Aim: List every line in the records below that contains the string "input". Case counts.

** Start Data for processing **

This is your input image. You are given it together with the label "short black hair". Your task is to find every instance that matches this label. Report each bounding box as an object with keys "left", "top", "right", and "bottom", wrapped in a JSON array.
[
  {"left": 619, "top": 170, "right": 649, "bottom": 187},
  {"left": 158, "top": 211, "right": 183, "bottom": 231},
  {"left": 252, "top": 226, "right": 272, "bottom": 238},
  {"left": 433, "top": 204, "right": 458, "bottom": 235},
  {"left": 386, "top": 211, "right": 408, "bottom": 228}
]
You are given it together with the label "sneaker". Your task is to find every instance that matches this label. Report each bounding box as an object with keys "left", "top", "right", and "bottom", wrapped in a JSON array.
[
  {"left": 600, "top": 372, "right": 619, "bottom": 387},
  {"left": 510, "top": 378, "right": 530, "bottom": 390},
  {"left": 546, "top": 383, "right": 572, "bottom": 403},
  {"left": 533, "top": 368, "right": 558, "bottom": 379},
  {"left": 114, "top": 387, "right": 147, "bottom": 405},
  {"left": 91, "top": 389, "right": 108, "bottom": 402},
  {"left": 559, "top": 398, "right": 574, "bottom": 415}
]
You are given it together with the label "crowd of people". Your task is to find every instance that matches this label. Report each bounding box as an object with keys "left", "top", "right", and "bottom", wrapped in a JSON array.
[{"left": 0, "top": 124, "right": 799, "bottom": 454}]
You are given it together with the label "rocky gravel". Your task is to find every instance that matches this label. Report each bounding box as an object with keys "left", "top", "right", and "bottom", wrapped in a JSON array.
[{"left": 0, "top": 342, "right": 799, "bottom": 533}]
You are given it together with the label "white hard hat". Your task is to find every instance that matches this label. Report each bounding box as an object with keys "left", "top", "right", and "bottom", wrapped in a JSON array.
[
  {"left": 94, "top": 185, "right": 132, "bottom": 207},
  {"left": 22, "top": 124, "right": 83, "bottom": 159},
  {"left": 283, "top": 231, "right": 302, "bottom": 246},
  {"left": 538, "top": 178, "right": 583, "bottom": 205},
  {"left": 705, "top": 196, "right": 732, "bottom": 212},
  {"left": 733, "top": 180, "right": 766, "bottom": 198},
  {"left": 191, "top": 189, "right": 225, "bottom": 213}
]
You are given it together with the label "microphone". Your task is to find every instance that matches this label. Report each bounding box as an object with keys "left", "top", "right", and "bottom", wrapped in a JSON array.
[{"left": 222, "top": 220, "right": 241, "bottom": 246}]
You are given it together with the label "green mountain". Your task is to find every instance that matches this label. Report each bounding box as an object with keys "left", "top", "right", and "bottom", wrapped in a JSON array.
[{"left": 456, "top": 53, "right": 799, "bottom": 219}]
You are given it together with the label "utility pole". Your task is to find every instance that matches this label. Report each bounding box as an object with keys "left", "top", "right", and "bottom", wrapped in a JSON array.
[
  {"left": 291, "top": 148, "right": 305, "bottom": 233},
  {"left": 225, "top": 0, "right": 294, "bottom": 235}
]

** End Data for processing **
** Start Data for processing **

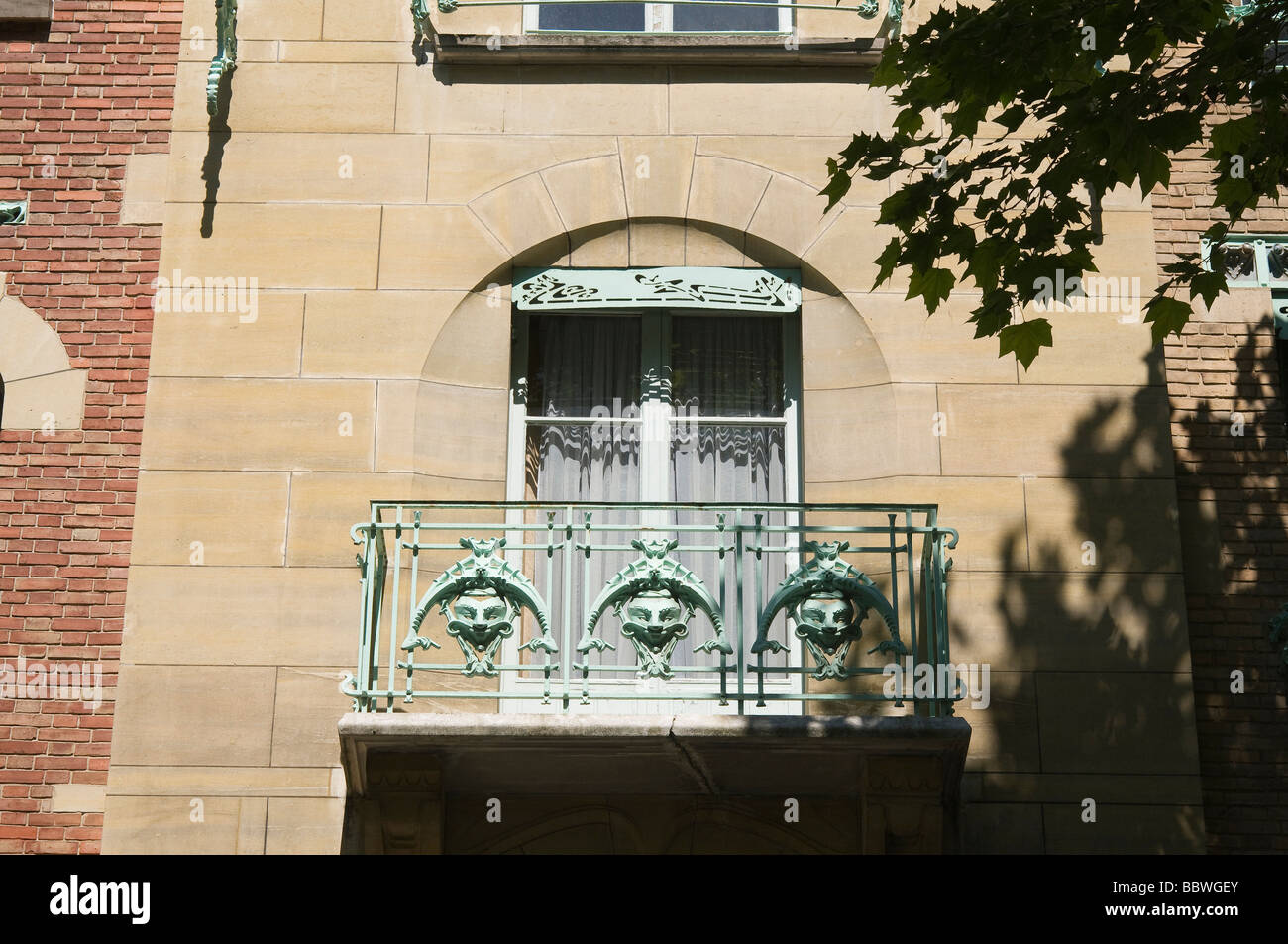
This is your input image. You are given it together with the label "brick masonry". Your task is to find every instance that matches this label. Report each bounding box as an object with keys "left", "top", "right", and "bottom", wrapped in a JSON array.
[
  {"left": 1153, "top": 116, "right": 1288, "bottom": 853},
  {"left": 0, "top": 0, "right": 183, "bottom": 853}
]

** End Data for processing **

The reply:
This is your input image. You are given it together with the label "short black hair". Your task is to find every instance that matches this label. Report each bounding box as an object with keys "left", "top", "right", and "bottom", wrapped in a JSON array.
This is your input image. You are given it together with the label "brick masonry". Your task is to find every instance that matches this label. Report each bounding box as an object with keys "left", "top", "right", and "bottom", wrapped in a JSON array.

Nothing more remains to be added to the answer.